_GIVEN TASK_
Reproduce verbatim the lines starting with the one that contains "railing in the image above." and continuing through the one that contains "0, 302, 164, 346", both included. Output nothing else.

»»

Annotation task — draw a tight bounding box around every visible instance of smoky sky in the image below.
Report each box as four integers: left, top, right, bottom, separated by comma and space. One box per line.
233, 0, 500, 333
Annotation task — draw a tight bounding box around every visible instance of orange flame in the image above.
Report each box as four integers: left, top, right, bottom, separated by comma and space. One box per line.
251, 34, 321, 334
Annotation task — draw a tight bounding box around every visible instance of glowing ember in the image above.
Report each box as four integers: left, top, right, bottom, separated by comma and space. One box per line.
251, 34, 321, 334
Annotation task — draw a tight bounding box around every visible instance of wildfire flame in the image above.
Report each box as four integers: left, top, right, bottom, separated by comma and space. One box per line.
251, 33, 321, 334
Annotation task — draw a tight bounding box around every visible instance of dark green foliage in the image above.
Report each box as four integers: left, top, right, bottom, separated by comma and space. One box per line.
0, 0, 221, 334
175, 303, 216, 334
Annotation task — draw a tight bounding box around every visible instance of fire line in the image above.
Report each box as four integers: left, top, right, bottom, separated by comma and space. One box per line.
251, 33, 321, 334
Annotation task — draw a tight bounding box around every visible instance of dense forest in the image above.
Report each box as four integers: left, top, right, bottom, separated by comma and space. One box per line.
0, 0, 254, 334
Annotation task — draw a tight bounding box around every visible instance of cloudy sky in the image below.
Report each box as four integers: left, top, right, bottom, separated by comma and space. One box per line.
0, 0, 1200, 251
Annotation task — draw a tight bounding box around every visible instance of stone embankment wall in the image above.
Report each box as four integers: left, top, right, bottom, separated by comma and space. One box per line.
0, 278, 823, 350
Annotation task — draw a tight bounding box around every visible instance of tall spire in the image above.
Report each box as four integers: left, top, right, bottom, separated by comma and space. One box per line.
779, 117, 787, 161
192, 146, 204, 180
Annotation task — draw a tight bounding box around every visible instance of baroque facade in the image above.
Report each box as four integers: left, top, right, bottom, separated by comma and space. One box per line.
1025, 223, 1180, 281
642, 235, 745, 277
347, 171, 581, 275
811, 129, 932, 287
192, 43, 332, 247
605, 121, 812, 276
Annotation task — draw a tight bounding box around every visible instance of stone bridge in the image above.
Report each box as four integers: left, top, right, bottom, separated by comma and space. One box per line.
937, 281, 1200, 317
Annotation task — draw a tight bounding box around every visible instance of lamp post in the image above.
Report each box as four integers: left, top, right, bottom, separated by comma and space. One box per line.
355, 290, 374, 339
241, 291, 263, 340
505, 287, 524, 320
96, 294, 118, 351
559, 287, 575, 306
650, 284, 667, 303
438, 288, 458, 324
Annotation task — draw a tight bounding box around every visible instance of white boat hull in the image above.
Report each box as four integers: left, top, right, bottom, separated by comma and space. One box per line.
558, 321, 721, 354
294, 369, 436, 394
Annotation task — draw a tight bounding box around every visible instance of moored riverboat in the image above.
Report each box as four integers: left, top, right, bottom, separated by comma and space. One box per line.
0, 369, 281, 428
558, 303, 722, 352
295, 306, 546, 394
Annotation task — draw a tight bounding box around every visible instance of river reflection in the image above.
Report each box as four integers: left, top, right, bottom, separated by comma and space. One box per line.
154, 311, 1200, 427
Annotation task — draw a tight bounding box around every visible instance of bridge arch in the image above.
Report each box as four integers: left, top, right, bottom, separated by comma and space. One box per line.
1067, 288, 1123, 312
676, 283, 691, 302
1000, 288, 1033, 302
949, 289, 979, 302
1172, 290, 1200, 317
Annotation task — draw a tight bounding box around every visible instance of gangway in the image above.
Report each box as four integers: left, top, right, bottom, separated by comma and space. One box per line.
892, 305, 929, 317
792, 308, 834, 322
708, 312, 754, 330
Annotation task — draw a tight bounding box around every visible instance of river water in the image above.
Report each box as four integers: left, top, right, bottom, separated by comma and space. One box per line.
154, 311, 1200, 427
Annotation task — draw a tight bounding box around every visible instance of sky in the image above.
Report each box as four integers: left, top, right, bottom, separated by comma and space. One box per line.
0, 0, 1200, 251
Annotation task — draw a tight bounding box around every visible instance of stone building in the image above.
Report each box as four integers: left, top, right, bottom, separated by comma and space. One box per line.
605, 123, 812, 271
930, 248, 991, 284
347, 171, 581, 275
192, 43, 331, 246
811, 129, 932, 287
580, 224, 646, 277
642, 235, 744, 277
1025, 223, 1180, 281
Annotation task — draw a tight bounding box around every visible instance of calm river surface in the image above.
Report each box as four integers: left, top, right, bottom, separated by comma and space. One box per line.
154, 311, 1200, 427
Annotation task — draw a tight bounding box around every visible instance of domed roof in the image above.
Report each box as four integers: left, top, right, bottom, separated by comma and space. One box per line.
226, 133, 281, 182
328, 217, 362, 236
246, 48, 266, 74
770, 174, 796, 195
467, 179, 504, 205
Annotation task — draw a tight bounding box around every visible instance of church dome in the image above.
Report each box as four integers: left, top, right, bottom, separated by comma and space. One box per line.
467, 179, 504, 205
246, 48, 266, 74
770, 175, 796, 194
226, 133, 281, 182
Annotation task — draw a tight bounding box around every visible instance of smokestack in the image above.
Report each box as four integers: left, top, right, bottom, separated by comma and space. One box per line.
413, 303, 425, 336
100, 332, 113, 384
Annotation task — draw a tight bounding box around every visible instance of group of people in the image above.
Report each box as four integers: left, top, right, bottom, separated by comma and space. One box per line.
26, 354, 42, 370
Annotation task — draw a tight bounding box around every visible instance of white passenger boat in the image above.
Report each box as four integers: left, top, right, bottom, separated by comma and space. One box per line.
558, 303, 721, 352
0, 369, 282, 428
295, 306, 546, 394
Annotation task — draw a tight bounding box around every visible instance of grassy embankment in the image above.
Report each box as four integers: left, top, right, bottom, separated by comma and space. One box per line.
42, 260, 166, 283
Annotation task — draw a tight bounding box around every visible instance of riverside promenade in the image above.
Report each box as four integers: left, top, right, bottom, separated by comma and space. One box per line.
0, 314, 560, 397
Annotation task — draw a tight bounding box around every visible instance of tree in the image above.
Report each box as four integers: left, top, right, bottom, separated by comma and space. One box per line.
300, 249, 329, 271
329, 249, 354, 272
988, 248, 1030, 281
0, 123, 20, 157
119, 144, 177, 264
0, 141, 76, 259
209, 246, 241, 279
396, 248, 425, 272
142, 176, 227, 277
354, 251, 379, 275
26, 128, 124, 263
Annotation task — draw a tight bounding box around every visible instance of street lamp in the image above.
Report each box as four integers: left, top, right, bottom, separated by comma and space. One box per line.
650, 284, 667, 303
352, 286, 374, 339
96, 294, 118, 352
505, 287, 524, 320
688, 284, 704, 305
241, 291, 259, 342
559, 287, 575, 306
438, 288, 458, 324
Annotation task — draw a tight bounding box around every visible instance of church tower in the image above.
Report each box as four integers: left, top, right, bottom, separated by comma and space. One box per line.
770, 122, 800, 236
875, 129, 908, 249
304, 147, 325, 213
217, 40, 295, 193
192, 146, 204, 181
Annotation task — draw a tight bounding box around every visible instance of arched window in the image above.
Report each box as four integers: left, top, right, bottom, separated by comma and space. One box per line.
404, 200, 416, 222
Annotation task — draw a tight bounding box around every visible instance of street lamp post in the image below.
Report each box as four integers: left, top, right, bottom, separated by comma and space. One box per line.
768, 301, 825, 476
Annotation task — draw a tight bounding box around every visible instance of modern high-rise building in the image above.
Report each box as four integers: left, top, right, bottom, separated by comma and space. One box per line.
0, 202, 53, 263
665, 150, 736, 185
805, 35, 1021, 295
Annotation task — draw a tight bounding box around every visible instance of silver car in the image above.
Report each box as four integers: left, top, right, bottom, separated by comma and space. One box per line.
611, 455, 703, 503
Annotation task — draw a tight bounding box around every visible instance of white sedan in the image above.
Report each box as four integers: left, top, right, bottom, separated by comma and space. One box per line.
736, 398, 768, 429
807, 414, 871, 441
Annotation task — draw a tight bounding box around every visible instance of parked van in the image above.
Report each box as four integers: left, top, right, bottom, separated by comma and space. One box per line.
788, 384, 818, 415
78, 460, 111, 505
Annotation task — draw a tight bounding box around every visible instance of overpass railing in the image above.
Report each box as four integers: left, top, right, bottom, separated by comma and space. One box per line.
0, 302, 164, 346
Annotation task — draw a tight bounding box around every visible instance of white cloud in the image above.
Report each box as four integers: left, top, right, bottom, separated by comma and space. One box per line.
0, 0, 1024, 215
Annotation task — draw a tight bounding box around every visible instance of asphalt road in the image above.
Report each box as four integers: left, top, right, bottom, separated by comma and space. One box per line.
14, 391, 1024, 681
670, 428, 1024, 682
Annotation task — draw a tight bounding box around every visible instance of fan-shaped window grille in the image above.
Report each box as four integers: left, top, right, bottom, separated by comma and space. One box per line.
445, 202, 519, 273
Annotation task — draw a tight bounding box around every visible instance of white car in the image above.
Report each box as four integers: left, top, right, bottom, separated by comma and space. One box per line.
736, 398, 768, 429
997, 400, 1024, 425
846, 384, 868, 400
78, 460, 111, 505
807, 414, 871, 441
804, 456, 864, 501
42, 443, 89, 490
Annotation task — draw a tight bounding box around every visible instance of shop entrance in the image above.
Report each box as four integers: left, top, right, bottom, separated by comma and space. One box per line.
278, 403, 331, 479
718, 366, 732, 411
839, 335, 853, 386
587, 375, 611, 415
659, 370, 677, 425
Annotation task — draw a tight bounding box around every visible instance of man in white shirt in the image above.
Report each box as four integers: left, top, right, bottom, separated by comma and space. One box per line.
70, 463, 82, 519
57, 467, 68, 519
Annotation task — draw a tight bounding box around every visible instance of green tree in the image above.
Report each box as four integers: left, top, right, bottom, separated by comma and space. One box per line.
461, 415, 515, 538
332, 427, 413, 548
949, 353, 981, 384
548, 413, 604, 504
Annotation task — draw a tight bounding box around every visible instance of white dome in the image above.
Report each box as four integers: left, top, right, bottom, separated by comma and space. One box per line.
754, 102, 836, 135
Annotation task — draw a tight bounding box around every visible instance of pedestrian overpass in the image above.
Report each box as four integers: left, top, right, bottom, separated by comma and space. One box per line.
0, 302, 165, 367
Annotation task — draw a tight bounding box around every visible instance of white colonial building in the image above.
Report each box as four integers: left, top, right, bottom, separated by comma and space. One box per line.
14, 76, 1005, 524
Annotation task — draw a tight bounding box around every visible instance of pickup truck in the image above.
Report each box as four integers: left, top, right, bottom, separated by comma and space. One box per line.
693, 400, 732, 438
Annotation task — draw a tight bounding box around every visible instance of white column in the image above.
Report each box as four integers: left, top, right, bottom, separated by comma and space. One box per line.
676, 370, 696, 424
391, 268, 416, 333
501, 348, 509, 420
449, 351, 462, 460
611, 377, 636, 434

««

_CORRECT ANSWER_
Annotation task — draw a tight bounding box around every visible instance of overpass railing in the image above.
Report each box as four integers: left, top, right, bottom, separated by comma and space. One box per line.
0, 302, 164, 346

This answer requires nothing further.